[取り組む内容]
「親が苦手」という感覚についてのコラムを読み、次の問いに答えてください。
1. 筆者は自分をどのような肩書きで紹介していますか。
2. 日本人が持っているとされる暗黙のルールのようなものを二つ挙げてください。
3. 「苦手」という気持ちの裏に隠れていることがあるのは何ですか。

親が苦手だと感じるのはおかしい?その違和感に専門家が答えます

親が苦手だと感じるのはおかしい?その違和感に専門家が答えます

こんにちは
親子関係カウンセラーの川島崇照です。
親との関係で悩んでいませんか?

「親子だから仲良くするべきなのに…」

「親に苦手意識を持つなんて自分はおかしいのでは…」

そんな思いを抱えている方に向けて、
このコラムを書いています。

今日は「親が苦手」という
感覚について、カウンセラー
としての視点からお伝えします。
 

なぜか親といるとつらい ─それは「苦手」という感覚かもしれない

「親が苦手」

この言葉を口にするのは
勇気がいることでしょう。

日本人は、
古来からの文化や風習によって、

「親子は仲良くあるべき」

「親は無条件に敬うもの」

という暗黙のルールのようなものを
持っています。

でも実際には、
親といるとなぜか疲れるし、
緊張もするし、
自分らしくいられない…

そんな感覚を持つ方は
少なくありません。

「苦手」という気持ちの裏には、
これまで親との関係で積み重ねた
心の傷や違和感が隠れていることがあります。

[提供資料]
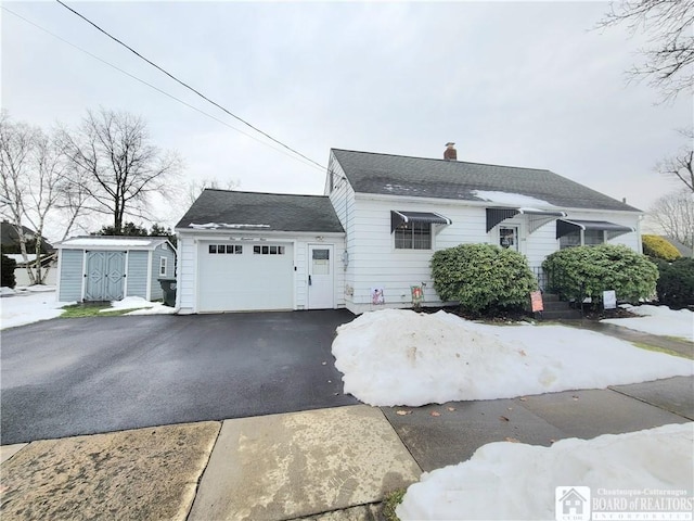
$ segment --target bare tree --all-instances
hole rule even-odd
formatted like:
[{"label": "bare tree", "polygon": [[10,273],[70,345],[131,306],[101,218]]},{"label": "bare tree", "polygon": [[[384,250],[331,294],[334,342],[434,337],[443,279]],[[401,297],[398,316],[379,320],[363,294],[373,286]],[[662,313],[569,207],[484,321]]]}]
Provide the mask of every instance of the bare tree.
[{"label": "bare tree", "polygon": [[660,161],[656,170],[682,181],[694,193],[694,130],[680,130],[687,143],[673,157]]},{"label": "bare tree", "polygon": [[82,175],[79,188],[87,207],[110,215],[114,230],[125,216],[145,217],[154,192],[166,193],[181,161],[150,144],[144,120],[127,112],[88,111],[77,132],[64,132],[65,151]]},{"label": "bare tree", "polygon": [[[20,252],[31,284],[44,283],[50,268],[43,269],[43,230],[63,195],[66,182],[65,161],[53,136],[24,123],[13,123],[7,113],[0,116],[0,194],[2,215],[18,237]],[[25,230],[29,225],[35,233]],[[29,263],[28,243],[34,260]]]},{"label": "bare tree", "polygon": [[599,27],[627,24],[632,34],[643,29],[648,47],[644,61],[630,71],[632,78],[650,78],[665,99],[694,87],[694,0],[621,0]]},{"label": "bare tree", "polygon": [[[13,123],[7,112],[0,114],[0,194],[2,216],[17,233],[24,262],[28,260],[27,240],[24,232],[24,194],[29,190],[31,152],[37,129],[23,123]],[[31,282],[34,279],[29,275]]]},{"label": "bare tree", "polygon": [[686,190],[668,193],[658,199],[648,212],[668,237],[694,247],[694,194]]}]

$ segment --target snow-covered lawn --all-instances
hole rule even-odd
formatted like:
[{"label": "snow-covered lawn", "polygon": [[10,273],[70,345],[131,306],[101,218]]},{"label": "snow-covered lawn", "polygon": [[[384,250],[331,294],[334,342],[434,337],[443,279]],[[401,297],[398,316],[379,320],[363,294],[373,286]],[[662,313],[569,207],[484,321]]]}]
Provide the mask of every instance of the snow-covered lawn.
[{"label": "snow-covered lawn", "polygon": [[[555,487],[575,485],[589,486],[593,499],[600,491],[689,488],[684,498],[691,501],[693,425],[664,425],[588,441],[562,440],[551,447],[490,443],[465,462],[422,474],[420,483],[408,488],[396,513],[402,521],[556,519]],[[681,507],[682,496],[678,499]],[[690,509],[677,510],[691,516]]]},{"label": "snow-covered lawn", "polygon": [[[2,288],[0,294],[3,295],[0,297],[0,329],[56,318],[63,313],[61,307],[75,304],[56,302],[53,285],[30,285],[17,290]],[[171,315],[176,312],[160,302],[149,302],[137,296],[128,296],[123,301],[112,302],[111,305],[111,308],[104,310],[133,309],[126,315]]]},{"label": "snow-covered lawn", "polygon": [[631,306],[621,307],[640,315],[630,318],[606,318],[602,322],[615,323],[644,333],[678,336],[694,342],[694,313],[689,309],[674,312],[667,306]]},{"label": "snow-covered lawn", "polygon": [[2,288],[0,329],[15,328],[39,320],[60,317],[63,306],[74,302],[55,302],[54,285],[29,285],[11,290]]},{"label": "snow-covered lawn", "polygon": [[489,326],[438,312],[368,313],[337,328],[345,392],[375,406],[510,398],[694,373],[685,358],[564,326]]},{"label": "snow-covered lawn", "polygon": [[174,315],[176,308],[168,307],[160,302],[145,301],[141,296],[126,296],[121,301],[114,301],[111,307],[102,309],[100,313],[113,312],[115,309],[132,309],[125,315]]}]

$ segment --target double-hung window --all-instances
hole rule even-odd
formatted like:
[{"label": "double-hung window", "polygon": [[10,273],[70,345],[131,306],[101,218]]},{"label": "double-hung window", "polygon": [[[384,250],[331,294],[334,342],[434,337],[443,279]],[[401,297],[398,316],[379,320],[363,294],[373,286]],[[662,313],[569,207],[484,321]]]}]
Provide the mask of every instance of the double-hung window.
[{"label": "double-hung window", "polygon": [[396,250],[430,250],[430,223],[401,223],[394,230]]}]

[解答]
1. 親子関係カウンセラーです。
2. 「親子は仲良くあるべき」と「親は無条件に敬うもの」です。
3. これまで親との関係で積み重ねた心の傷や違和感です。